- [Document extract]

Content starts

Lascelles Wraxall, again, in Remarkable Adventures (1863), says:
"Whatever truth there may be in Saint-Germain's travels in England and the East Indies, it is undubitable that, for from 1745 to 1755, he was a man of high position in Vienna," while in Paris he does not appear, according to Wraxall, till 1757, having been brought from Germany by the Marechal de Belle-Isle, whose "old boots," says Macallester the spy, Prince Charles freely damned, "because they were always stuffed with projects." Now we hear of Saint-Germain, by that name, as resident, not in Vienna, but in London, at the very moment when Prince Charles, evading Cumberland, who lay with his army at Stone, in Staffordshire, marched to Derby. Horace Walpole writes to Mann in Florence (December 9, 1745):
"We begin to take up people . . . the other day they seized an odd man who goes by the name of Count Saint-Germain. He has been here these two years, and will not tell who he is, or whence, but professes that he does not go by his right name. He sings, plays on the violin wonderfully, composes, is mad, and not very sensible.
He is called an Italian, a Spaniard, a Pole; a somebody that married a great fortune in Mexico, and ran away with her jewels to Constantinople; a priest, a fiddler, a vast nobleman. The Prince of Wales has had unsatiated curiosity about him, but in vain.
However, nothing has been made out against him; he is released, and, what convinces me he is not a gentleman, stays here, and talks of his being taken up for a spy."

Content ends

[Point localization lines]
Content starts

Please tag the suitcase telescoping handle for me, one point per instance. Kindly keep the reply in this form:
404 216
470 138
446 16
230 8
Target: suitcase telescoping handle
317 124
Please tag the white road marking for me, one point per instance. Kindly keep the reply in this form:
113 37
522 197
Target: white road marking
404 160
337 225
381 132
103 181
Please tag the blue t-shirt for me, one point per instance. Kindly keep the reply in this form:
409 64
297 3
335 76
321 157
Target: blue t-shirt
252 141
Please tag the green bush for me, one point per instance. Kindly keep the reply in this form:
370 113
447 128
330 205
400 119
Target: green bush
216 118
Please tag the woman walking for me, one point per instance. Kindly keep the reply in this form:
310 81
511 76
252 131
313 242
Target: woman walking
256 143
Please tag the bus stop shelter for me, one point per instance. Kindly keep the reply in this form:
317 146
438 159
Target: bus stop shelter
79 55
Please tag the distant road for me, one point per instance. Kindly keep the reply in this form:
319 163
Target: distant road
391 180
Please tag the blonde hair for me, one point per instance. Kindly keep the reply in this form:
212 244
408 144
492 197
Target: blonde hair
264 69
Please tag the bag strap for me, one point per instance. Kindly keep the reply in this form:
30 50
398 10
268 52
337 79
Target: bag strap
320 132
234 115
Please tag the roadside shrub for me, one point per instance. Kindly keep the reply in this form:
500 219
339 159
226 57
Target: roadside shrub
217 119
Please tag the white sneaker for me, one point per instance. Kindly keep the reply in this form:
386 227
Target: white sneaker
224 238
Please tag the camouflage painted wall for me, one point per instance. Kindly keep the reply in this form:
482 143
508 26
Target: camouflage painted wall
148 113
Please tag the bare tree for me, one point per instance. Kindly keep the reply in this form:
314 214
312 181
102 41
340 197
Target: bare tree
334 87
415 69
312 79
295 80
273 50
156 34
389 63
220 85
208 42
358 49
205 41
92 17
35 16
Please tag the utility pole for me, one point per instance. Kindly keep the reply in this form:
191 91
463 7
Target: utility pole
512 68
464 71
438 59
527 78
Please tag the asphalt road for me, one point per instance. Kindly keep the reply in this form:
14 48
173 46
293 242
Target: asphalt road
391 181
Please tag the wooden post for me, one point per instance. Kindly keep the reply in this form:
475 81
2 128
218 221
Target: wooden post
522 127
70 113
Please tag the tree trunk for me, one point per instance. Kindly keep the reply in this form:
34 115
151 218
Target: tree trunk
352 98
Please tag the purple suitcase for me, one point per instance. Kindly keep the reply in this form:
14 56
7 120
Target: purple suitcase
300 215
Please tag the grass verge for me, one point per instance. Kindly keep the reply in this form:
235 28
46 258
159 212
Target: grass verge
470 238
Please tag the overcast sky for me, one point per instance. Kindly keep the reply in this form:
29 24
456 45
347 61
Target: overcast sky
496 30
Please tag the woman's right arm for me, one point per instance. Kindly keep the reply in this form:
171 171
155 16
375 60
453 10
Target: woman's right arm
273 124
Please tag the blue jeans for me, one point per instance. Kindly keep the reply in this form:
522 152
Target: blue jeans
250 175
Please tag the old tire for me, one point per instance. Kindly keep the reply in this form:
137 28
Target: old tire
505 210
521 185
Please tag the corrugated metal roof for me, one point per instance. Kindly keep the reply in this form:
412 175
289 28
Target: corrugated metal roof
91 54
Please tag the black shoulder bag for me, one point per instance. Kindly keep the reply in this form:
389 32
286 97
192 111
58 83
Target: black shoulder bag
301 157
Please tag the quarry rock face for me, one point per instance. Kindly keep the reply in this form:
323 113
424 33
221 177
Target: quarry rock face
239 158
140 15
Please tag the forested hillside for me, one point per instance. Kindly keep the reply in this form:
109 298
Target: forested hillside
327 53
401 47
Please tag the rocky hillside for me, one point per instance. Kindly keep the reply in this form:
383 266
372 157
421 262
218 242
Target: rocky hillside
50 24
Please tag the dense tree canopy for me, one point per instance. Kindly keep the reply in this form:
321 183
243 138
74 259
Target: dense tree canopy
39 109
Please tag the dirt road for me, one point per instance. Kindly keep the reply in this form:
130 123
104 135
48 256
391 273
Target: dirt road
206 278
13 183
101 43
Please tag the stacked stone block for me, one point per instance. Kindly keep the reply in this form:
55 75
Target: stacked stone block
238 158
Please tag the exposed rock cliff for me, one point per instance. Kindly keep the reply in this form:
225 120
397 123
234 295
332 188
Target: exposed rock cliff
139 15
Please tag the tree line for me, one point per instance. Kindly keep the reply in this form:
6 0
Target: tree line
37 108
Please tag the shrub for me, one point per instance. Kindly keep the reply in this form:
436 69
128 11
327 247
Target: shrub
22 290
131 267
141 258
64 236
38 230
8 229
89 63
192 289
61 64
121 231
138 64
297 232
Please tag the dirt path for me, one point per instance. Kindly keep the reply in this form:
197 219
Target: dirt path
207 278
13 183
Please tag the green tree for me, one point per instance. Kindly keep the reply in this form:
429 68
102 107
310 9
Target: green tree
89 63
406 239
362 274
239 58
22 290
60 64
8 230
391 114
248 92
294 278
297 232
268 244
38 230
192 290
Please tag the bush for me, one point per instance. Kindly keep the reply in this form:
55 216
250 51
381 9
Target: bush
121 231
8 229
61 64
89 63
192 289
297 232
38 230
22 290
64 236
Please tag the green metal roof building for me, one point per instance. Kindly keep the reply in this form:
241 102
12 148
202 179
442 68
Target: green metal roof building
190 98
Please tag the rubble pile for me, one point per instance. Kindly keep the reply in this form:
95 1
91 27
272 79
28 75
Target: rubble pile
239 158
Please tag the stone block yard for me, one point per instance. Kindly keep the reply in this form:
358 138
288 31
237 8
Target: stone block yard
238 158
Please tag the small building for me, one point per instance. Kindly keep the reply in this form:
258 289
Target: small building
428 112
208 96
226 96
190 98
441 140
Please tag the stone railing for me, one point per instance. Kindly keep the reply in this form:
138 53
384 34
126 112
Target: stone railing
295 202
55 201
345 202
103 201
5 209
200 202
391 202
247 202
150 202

Content ends

- [Activity] In the passage on Count Saint-Germain, condense the paragraph beginning "He is called an Italian" into a short bulleted list that keeps its main facts.

- [Written response]
- Said to be Italian, Spanish or Polish
- Rumored to have married a great fortune in Mexico and fled with her jewels to Constantinople
- Also described as a priest, a fiddler or a vast nobleman
- The Prince of Wales was intensely curious about him but learned nothing